- **SHORT TASK**
Reproduce the following data line for line, without changing anything, and leave out the pictures.

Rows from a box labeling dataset
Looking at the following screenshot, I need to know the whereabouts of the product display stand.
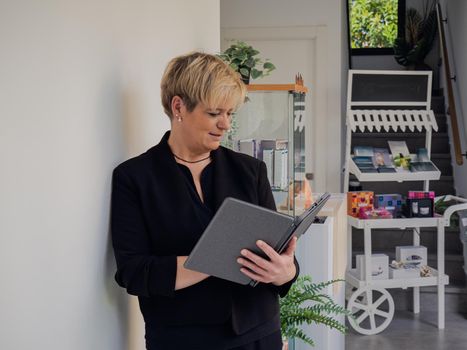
[344,70,467,335]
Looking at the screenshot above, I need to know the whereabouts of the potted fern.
[279,276,349,350]
[219,41,276,84]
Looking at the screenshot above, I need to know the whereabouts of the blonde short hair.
[161,52,246,119]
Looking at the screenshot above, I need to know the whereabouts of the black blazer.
[111,132,298,334]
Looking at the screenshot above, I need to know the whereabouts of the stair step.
[431,96,445,113]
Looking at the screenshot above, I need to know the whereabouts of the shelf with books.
[345,267,449,288]
[349,156,441,182]
[223,84,311,215]
[347,215,444,229]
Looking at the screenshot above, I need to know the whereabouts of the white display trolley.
[344,70,467,335]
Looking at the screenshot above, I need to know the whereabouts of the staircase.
[350,90,467,312]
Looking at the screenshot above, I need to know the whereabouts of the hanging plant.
[394,1,438,70]
[218,41,276,84]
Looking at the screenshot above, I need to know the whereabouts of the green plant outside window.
[348,0,399,49]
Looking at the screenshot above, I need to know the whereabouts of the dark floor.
[345,310,467,350]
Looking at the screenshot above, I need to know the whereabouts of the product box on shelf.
[374,193,402,217]
[356,254,389,280]
[258,139,288,161]
[407,191,435,199]
[273,149,289,189]
[262,149,274,184]
[403,198,434,218]
[396,245,427,267]
[389,265,420,279]
[237,139,259,158]
[347,191,374,218]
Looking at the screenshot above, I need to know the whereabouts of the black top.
[111,133,298,350]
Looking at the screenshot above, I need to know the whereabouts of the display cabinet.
[223,84,312,215]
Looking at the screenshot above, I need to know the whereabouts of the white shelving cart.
[344,70,467,335]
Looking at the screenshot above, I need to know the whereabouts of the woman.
[111,53,298,350]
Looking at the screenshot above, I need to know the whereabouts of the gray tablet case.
[184,193,330,286]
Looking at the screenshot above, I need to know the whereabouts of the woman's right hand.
[175,256,209,290]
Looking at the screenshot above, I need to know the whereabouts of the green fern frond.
[280,276,349,345]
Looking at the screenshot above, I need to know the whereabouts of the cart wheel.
[347,287,394,335]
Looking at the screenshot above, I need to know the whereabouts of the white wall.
[0,0,220,350]
[221,0,347,192]
[441,0,467,197]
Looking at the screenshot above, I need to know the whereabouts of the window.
[347,0,405,55]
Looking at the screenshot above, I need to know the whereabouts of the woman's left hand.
[237,237,297,286]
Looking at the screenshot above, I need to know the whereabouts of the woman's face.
[181,103,233,154]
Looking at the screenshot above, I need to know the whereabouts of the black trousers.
[229,331,282,350]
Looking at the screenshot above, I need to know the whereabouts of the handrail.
[436,3,464,165]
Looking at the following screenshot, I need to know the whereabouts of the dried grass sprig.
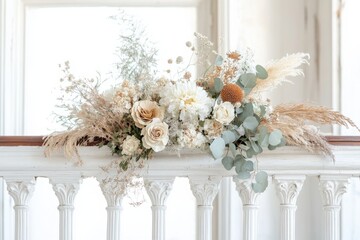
[262,121,334,159]
[248,53,310,98]
[272,103,360,132]
[262,104,360,159]
[43,128,97,165]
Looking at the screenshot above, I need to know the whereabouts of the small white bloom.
[141,118,169,152]
[121,135,140,156]
[214,102,235,125]
[178,124,206,148]
[160,81,214,122]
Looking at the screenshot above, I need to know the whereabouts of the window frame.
[0,0,221,240]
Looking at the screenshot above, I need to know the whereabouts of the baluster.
[233,177,260,240]
[6,177,35,240]
[189,176,222,240]
[144,177,174,240]
[274,175,306,240]
[98,178,124,240]
[319,175,351,240]
[50,177,81,240]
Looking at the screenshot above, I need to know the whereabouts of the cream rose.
[141,118,169,152]
[131,100,164,128]
[214,102,235,125]
[121,135,140,156]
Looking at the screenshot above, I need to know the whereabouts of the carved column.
[233,177,260,240]
[144,177,174,240]
[6,177,35,240]
[189,176,222,240]
[98,179,124,240]
[50,177,81,240]
[274,175,306,240]
[319,175,351,240]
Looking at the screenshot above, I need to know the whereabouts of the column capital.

- **SOLUTION TO THIS PROBLEM**
Looking at the following screenshot, I need to know the whereabouts of the product display stand.
[344,70,467,335]
Looking at the screenshot above, I need to know the whereabouts of the potted fern.
[279,276,349,350]
[219,41,276,84]
Looking at the screenshot above, I need to know the whereabouts of the blonde short hair.
[161,52,246,119]
Looking at the screenshot above, I need to know the whereabouts of the black blazer.
[111,132,298,334]
Looking at the screenshot above, I need to know the whereabouts of the stair step.
[431,96,445,113]
Looking at the screenshot above, I need to know the whereabouts of the shelf with books.
[345,267,449,288]
[349,156,441,182]
[223,84,311,215]
[347,215,444,229]
Looking at the screenshot above, I need to know the whereabouts of the white display trolley.
[344,70,467,335]
Looking at the screenshot above, I need to know the whereabouts of the staircase.
[350,90,467,312]
Looking at the screenshot above, I need to know the whereabouts of the hanging plant.
[394,1,438,70]
[218,41,276,84]
Looking at the screenshot above, I need to know the whereabouts of the green plant outside window.
[348,0,399,49]
Looking at the screenshot above, I need to know the whereabouts of the dark floor.
[345,310,467,350]
Looking at the screenshot above, I need to know the whereabouts of the product box on shelf.
[374,193,402,217]
[356,254,389,280]
[258,139,288,161]
[407,191,435,199]
[273,149,289,189]
[262,149,274,184]
[403,198,434,218]
[396,245,427,267]
[389,265,420,279]
[237,139,259,158]
[347,191,374,218]
Looking at the screenshot above, I need to know the whereabouts of the black top.
[111,133,298,350]
Looking at the screenshot above, I need to know the whereabouts of the display cabinet.
[223,84,312,215]
Looking at the screenshot above, I need to know the whereabouts of the white shelving cart.
[344,70,467,335]
Looking at the screenshot above, I need to know the whereabouts of the woman.
[111,53,298,350]
Looking at the screenshot above, I need to know the whereabouts of the gray tablet case.
[184,193,330,286]
Looking at the screenshot above, I need to know the whereabouts of the woman's right hand.
[175,256,209,290]
Looking at the screenshot above, I need to know the whereabouts of the green fern frond.
[280,276,349,345]
Looking at the screenshot above, I need to know the whereabouts of the cart wheel.
[347,287,394,335]
Looking at the screenshot above, I need to know the whereabouts of the white wall.
[0,0,220,350]
[221,0,347,192]
[441,0,467,197]
Looking at the screenshot above, I need to know the whereabouts of the window.
[347,0,405,55]
Looking at the screenshot above, I need to know the whereabouts of the woman's left hand.
[237,237,297,286]
Looking at the screenshot above, I need to know the whereabouts of the woman's face.
[181,103,233,154]
Looking at the screenshot above, I need to know the whereabouts of the black trousers.
[229,331,282,350]
Looking at the screenshot above, I need to know the whereabouts of the handrail.
[436,3,464,165]
Looking at the following screenshot, I need to know the whereabouts of the dried grass sprig.
[262,121,334,159]
[248,53,310,98]
[272,103,360,132]
[262,104,360,159]
[43,128,97,165]
Looking at the screenshot above, I need to know the whereabouts of the small white bloom.
[141,118,169,152]
[121,135,140,156]
[214,102,235,125]
[178,124,206,148]
[160,81,214,122]
Looking at the screenshot above, I need to know the whereabouts of the window frame.
[0,0,221,240]
Looking at the screenshot above, I need to know the whereabouts of the baluster.
[233,177,260,240]
[6,177,35,240]
[189,176,222,240]
[144,177,174,240]
[274,175,306,240]
[98,178,124,240]
[319,175,351,240]
[50,177,81,240]
Looking at the screenshot above, I need to know the whereabouts of the cream rose.
[141,118,169,152]
[131,100,164,128]
[214,102,235,125]
[121,135,140,156]
Looking at the screenshot above, I need to know the whereabouts of the carved column.
[233,177,260,240]
[144,177,174,240]
[6,177,35,240]
[189,176,222,240]
[98,179,124,240]
[50,177,81,240]
[274,175,306,240]
[319,175,351,240]
Looking at the screenshot above, I need to know the whereabouts of the column capital.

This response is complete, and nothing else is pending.